## TEKS BACAAN

---*---

Liberalisasi BUMN Mengokohkan Neoimperalisme
74 tahun Indonesia merdeka ternyata tidak mampu mengantarkan negeri ini berdaulat secara ekonomi. Ekonomi kerakyatan yang digagas oleh para bapak bangsa ternyata hanya lips service belaka. Ekonomi pro rakyat nyatanya telah tergerus arus neoliberalisme ala Kapitalisme global. Alhasil ekonomi negara terjerat arus liberalisasi yang digagas Barat.
Aroma liberalisasi pun kian menyengat dalam tubuh Badan Usaha Milik Negara (BUMN). Sebagaimana diberitakan cnnindonesia.com, 2/8/2019, Menteri Keuangan Sri Mulyani Indrawati mengatakan peranan Badan Usaha Milik Negara (BUMN) yang dominan di dalam perekonomian bisa menghambat masuknya investasi asing. Sebab, investor asing dipandang tak akan mau membawa aliran investasi ke Indonesia jika lingkungan bisnis tidak kompetitif.
Menkeu jelas mengritik dominasi BUMN khususnya dalam proyek infrastruktur. Untuk itu nilai investasi BUMN dalam proyek infrastruktur harus dibatasi. Agar iklim investasi semakin kompetitif. Sehingga investor asing mau menanamkan modalnya. Dengan demikian target pertumbuhan investasi di Indonesia dapat tumbuh hingga 8%, bahkan diharapkan mencapai double digit. (suara.com, 2/8/2019).

---*---

## LANGKAH YANG DILAKUKAN
1 > Tentukan apakah pernyataan (a), (b), dan (c) berikut sesuai dengan teks tentang liberalisasi BUMN, lalu jawab ya atau tidak disertai kutipan persis dari teks yang menjadi penentunya. (a) Menteri Keuangan menyatakan bahwa peranan BUMN yang dominan dapat menghambat masuknya investasi asing. (b) Target pertumbuhan investasi yang disebutkan adalah 5%. (c) Menteri Keuangan memuji dominasi BUMN dalam proyek infrastruktur.
2 > Lanjutkan teks tentang liberalisasi BUMN mulai dari kalimat sesudah kalimat terakhirnya.

---*---

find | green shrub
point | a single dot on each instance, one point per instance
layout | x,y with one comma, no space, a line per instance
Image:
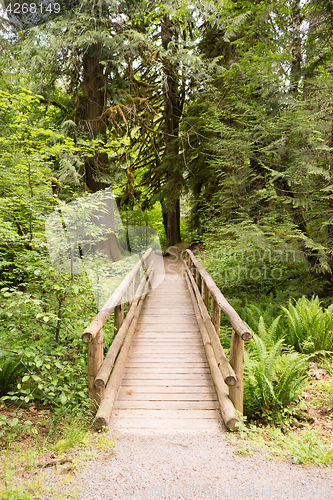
310,328
273,378
10,371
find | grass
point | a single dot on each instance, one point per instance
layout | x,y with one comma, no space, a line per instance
24,457
305,446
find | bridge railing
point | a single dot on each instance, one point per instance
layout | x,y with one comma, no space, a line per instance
131,291
203,288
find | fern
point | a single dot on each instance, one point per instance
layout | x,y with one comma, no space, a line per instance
310,328
272,379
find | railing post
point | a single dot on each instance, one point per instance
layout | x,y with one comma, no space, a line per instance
95,360
198,278
236,360
204,293
118,316
136,282
215,315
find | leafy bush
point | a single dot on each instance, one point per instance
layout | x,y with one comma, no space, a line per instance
273,378
310,328
10,371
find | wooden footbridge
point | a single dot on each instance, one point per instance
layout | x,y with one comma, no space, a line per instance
166,368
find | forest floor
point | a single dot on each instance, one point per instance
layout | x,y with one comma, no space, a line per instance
259,463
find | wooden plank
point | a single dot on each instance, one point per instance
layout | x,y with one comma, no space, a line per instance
162,391
147,351
163,383
144,396
167,328
144,364
170,357
166,425
170,414
170,369
166,377
166,405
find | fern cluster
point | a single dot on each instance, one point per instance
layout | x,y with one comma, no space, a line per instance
277,357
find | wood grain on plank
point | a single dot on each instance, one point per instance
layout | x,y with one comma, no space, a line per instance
167,382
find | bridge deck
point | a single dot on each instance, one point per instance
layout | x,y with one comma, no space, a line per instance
167,383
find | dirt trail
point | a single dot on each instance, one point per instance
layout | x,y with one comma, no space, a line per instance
188,466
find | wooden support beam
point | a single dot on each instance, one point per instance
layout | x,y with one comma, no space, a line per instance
221,359
215,314
102,375
236,392
100,319
204,293
224,305
105,409
227,409
198,279
118,316
95,360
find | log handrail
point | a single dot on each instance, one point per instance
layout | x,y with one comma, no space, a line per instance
220,300
100,319
93,334
201,285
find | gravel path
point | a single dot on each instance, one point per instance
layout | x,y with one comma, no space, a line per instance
190,466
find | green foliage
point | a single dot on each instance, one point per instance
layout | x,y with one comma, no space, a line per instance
273,378
310,328
10,371
305,446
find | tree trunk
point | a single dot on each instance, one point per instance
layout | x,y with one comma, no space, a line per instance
93,87
172,113
296,69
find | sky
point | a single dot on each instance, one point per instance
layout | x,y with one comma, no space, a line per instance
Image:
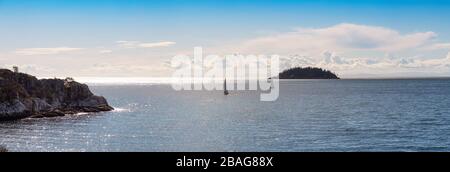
137,38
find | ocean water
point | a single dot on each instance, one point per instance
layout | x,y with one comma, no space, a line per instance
310,115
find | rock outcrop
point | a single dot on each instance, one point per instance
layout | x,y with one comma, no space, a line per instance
307,73
23,96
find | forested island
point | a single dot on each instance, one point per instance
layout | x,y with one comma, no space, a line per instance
23,96
307,73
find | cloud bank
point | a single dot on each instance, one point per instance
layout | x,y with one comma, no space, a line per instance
45,51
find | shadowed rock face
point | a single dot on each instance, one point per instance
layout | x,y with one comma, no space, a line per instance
23,96
307,73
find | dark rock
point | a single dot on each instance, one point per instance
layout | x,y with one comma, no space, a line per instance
307,73
23,95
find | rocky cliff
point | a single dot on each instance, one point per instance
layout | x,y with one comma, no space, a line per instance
23,95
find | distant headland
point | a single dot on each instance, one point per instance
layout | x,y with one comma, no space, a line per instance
307,73
24,96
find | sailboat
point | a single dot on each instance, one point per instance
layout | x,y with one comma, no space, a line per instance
225,92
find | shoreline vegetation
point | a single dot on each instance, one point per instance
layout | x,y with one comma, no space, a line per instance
3,149
307,73
25,96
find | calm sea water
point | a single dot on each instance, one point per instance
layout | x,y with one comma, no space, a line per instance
310,115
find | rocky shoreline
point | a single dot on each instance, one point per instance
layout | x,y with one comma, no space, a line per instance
24,96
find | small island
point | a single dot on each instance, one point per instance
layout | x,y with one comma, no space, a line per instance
24,96
307,73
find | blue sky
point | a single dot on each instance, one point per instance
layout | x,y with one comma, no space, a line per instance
89,26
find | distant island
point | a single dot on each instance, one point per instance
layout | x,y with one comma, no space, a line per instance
24,96
307,73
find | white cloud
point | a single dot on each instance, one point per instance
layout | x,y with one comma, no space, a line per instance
45,51
105,51
137,44
438,46
341,37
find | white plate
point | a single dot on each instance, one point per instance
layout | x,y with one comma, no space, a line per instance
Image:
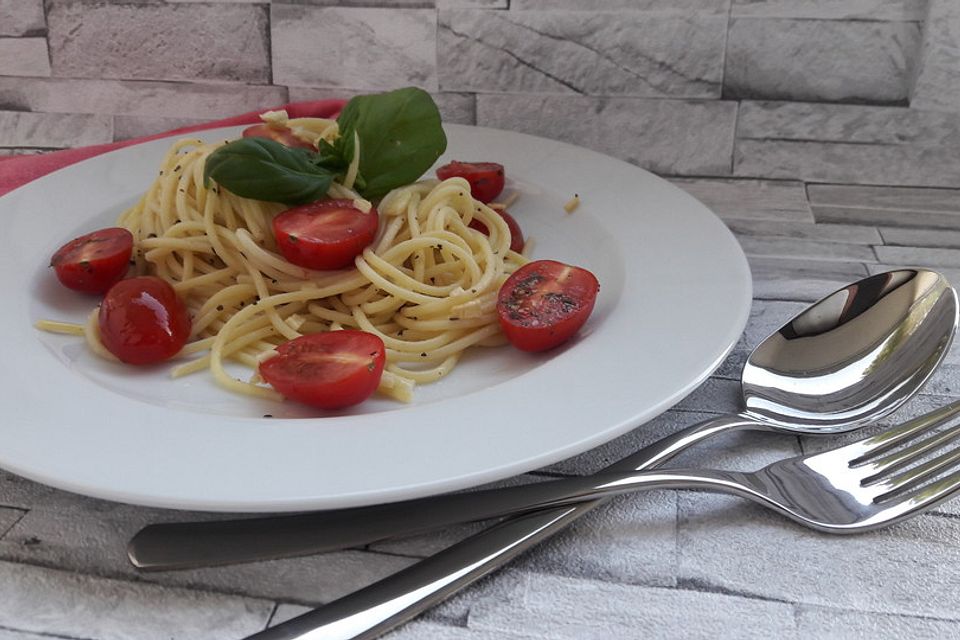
675,295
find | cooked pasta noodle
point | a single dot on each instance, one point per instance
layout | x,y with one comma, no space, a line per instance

---*---

## HASIL YANG DIHARAPKAN
1 >
(a) Ya: "peranan Badan Usaha Milik Negara (BUMN) yang dominan di dalam perekonomian bisa menghambat masuknya investasi asing"
(b) Tidak: "target pertumbuhan investasi di Indonesia dapat tumbuh hingga 8%, bahkan diharapkan mencapai double digit"
(c) Tidak: "Menkeu jelas mengritik dominasi BUMN khususnya dalam proyek infrastruktur"

2 >
Fakta berbicara, sejak awal pembentukan BUMN seolah di-setting sebagai alat liberalisasi. Kini, menghapus dominasi BUMN dan menyerahkan seluruh urusan publik kepada asing dan swasta, semakin menguatkan bukti. Bahwa rezim perupaya menyempurnakan proyek liberalisasi. Di mana negara melepaskan tanggung jawab dalam mengurus berbagai proyek strategis milik negara dan rakyat.
Sinyal liberalisasi BUMN ini jelas sudah tampak jauh-jauh hari. Tahun 1997, kesepakatan antara pemerintah dan Dana Moneter Internasional (IMF) menjadikan BUMN sasaran privatisasi dengan alasan menambal defisit anggaran hingga efisiensi. Kerjasama ini memang sudah berakhir pada 2004. Sayangnya hingga kini arus liberalisasi terus deras mengalir.
Kini, permintaan Menkeu, Sri Mulyani, semakin menguatkan bukti. Bahwa para pejabat dan pembuat kebijakan di negeri ini lebih semangat mengutamakan liberalisasi daripada memperkuat BUMN. Padahal sejatinya pemerintah secara tidak sadar melepaskan tanggung jawab dan kepemilikan BUMN ke tangan asing. Pemerintah pun terancam kehilangan kontrol terhadap BUMN yang notabene aset negara dan rakyat.
Liberalisasi tidak hanya menjadi ancaman lepasnya kontrol terhadap BUMN. Tapi juga mengancam kedaulatan dan ketahanan negara. Arus investasi (baca utang) asing yang masuk sebab liberalisasi ekonomi berujung pada ketergantungan pemerintah terhadap asing. Tergantungnya pemerintah terhadap asing menjadikan negara mudah didikte bahkan dikontrol asing. Tak heran investasi menjadi alat para kapitalis menancapkan hegemoninya atas negeri-negeri Muslim.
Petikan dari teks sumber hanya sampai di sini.